Text section
==*==

REPAIR AND REFURBISHMENT
After seven decades in use the building has been altered (slightly) and has deteriorated from ongoing lack of maintenance. The first systematic (albeit partial) project to restore the building fabric authentically was commissioned by Islington Health Authority and carried out under the direction of Avanti Architects in 1994. The works included re-roofing, concrete repair, window repair and replacement, renovation of the curtain wall and retiling of one wing, reinstatement of original colours and renewal of the trompe l’oeil metal entrance sign. This project provides the model for full refurbishment of the remainder of the building envelope when funds become available.

CURRENT STATUS
The local health authority is now seeking to dispose of the centre and relocate the various services it provides to other areas within the borough, including a new building yet to be built. This is in spite of the clear wishes of the local community who is deeply committed to the building, appreciate its unique significance and depend on its services being provided from the current location.

No significant work is believed to have been undertaken since the partial refurbishment project of the mid 1990s, but the building remains entirely capable of restoration and upgrade. Its layout, form and historical ethos all embody the ideals of public service and this, coupled with undiminished local need, all point to the retention of this building in the use for which it was designed. But there is also scope for adaptation despite its listed status, provided this is sympathetically conceived. If, as is being suggested, the necessary funds are not currently available, then more determined efforts are needed to establish them. The unfavourable comparisons being made between the costs of retention and the redistribution of services and new building appear inconclusive at best.

==*==

Data extract
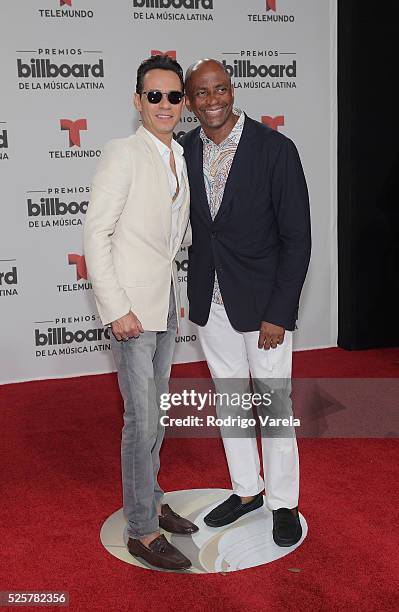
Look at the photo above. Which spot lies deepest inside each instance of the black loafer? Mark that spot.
(287, 529)
(230, 510)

==*==

Problem
Continue the passage on the health centre building's repair and current status, picking up after its last sentence.

Task response
MY INTEREST
I feel a particularly close association with this building, both on account of Avanti’s earlier restoration project of the mid 1990s, which itself derived from a survey we undertook in 1988 marking its 50th anniversary, and also through my connection with the original architect, Berthold Lubetkin, whose biography I published in 1992. I remain wholly committed to the belief that Finsbury Health Centre has a viable and vital future and that a new project is demanded that is worthy of this unique building which was a pioneering icon on completion and is still widely loved and internationally admired today.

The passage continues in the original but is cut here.